## TASK GOAL
In the entries that follow, find the line containing "the raw egg"; from there, copy every line exactly through the line containing "of the small".

## DATA LISTING
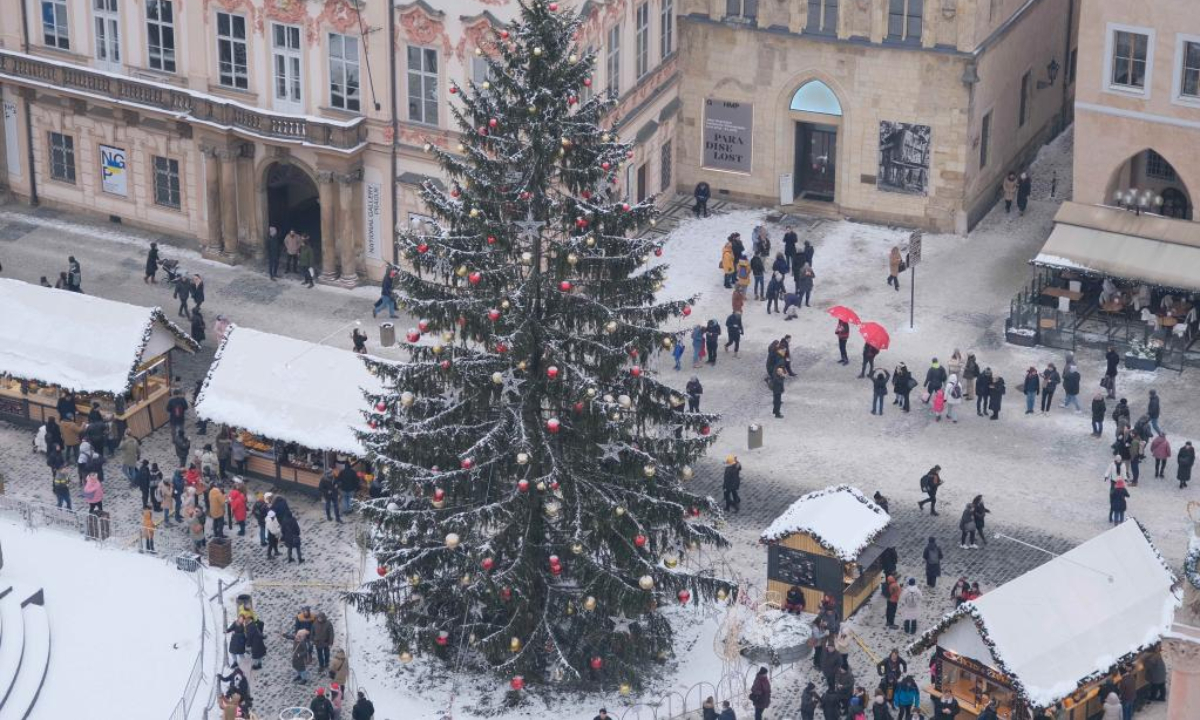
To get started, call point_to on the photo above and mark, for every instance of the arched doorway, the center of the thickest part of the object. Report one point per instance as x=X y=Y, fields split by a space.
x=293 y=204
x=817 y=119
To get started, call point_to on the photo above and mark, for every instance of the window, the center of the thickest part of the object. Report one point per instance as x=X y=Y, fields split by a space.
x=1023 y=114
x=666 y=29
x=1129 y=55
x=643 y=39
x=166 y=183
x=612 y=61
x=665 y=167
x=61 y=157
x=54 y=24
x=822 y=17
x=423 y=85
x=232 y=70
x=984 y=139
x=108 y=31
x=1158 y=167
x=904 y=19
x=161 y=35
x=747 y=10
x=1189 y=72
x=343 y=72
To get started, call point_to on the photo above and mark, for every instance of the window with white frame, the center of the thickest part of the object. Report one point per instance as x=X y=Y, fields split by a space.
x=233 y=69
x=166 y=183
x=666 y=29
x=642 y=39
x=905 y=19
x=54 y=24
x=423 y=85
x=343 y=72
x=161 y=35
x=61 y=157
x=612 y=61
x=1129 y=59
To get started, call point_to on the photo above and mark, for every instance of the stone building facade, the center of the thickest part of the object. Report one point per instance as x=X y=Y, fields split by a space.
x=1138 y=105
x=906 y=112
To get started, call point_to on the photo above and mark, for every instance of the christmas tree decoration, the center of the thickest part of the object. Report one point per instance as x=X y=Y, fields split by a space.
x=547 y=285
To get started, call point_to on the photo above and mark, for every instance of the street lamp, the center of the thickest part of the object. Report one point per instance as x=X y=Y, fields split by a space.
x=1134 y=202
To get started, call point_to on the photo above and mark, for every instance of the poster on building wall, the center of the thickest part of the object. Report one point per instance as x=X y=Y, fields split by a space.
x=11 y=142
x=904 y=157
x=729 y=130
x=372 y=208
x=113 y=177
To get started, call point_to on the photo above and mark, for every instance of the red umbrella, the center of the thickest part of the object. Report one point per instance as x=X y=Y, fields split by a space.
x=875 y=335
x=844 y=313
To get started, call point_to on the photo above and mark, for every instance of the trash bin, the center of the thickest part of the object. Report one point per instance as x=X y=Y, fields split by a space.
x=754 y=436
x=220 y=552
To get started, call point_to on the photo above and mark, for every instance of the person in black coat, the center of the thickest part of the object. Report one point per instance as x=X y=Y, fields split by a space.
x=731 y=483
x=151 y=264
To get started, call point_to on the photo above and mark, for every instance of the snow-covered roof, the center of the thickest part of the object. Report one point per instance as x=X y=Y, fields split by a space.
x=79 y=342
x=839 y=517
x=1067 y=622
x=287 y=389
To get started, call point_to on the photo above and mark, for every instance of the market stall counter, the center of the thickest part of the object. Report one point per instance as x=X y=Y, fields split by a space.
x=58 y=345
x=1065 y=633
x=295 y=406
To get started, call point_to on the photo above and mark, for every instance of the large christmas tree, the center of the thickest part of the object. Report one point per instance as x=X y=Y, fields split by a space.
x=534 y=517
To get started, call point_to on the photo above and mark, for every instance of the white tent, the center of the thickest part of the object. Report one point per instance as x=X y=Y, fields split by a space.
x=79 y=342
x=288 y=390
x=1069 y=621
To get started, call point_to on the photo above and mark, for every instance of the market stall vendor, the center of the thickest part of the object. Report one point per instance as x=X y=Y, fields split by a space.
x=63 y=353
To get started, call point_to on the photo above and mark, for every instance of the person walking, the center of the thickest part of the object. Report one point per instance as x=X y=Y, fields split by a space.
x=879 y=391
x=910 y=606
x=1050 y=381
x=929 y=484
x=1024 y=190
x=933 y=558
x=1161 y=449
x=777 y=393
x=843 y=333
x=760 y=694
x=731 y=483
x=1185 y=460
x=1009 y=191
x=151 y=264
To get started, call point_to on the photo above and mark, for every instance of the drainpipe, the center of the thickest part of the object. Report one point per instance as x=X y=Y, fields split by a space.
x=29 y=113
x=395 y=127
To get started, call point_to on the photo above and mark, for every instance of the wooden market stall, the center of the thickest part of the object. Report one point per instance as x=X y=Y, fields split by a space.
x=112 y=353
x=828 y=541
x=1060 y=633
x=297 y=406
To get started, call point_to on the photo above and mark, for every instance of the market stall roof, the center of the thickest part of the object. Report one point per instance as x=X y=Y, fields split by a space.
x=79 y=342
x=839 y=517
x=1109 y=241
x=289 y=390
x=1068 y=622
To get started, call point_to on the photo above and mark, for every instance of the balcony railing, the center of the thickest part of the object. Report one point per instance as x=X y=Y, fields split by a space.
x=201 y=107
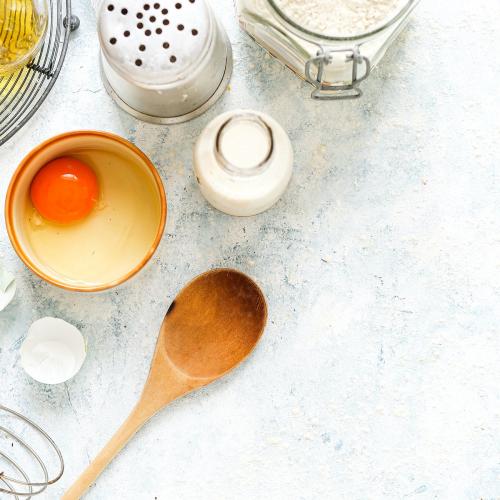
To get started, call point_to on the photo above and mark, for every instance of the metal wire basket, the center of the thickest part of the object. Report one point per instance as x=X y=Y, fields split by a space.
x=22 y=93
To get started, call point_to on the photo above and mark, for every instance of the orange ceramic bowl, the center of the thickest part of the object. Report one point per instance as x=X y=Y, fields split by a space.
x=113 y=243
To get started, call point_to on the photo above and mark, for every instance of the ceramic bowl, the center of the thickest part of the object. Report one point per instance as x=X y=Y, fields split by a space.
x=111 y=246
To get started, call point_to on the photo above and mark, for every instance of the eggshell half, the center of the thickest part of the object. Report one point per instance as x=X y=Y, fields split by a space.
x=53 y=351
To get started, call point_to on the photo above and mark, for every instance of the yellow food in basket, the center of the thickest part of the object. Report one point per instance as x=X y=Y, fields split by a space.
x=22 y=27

...

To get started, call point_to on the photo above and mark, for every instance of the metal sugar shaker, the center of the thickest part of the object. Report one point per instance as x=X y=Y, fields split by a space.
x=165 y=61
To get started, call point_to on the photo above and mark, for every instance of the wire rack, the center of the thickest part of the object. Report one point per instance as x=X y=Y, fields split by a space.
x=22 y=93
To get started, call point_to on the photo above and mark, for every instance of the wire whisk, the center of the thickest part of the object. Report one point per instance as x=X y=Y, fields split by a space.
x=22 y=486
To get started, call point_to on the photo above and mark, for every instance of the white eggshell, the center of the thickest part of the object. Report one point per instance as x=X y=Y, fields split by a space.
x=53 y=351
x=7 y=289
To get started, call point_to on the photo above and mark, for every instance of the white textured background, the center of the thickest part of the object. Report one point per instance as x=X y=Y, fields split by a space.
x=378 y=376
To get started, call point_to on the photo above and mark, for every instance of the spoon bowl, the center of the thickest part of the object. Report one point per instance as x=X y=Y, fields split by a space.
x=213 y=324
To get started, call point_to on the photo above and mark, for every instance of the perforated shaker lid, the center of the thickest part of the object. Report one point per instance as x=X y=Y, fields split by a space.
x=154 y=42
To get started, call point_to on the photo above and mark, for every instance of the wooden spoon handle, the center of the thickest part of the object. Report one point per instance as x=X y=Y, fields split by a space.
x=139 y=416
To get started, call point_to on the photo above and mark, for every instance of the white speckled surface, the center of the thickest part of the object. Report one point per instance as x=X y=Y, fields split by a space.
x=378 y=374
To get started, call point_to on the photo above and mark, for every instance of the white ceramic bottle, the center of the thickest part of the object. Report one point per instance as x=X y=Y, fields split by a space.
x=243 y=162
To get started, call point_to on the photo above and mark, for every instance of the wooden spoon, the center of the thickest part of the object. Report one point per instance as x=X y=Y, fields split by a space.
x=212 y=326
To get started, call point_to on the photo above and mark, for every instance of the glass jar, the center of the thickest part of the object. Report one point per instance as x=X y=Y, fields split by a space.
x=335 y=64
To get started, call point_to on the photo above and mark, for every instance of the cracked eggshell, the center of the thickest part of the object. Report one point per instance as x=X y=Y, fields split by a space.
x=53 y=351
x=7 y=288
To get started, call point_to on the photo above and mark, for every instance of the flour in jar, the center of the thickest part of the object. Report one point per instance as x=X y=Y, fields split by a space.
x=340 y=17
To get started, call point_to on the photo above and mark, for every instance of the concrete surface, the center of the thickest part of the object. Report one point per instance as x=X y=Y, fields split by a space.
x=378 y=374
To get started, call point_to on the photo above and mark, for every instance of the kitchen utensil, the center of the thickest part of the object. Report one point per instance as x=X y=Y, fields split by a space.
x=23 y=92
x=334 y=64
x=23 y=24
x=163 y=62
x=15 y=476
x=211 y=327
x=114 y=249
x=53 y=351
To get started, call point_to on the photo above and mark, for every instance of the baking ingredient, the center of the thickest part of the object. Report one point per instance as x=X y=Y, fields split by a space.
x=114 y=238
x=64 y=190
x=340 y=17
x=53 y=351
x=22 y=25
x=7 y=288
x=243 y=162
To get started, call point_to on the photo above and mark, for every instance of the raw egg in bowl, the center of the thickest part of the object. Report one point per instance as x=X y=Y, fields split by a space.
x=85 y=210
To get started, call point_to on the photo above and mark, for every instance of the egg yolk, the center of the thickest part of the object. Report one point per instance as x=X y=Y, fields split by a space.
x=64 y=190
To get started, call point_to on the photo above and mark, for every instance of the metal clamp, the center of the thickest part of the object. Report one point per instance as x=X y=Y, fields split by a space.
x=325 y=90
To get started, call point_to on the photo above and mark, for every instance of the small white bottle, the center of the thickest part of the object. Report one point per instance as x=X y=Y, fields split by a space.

--

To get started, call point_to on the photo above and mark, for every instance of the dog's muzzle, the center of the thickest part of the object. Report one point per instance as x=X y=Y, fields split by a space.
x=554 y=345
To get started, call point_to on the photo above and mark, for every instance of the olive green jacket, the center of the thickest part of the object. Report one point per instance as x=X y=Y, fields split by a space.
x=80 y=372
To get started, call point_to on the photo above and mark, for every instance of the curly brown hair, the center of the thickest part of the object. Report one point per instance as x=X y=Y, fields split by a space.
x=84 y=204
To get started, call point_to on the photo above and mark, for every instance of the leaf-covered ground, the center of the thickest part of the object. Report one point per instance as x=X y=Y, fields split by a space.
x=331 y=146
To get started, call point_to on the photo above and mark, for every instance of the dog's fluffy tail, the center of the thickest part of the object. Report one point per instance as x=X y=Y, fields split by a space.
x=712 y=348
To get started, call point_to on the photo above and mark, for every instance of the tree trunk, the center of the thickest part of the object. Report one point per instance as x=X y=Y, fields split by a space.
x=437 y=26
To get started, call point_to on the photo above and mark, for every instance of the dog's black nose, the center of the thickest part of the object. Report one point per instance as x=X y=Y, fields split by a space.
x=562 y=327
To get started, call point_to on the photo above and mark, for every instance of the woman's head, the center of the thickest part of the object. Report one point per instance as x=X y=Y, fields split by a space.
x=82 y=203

## WRITTEN SOLUTION
To get started, call point_to on the photo above and mark, for every instance of the raw egg in bowl, the center of the thickest part of the object. Report one point per instance as x=X y=Y, fields split by a space.
x=85 y=210
To get started, call point_to on the photo above and mark, for every instance of the egg yolk, the center of the thickest part of the object. Report one point per instance as x=X y=Y, fields split by a space.
x=64 y=190
To get started, call point_to on the photo above and mark, for every instance of the metal clamp, the center of the thickest part of the object. Report one point per instance as x=X y=Y, fields split by a space.
x=325 y=90
To get started, call point_to on the photo above and mark, for every instance of the small white bottle, the center of the thickest part of the object. Report one point per instance as x=X y=Y, fields split by a space.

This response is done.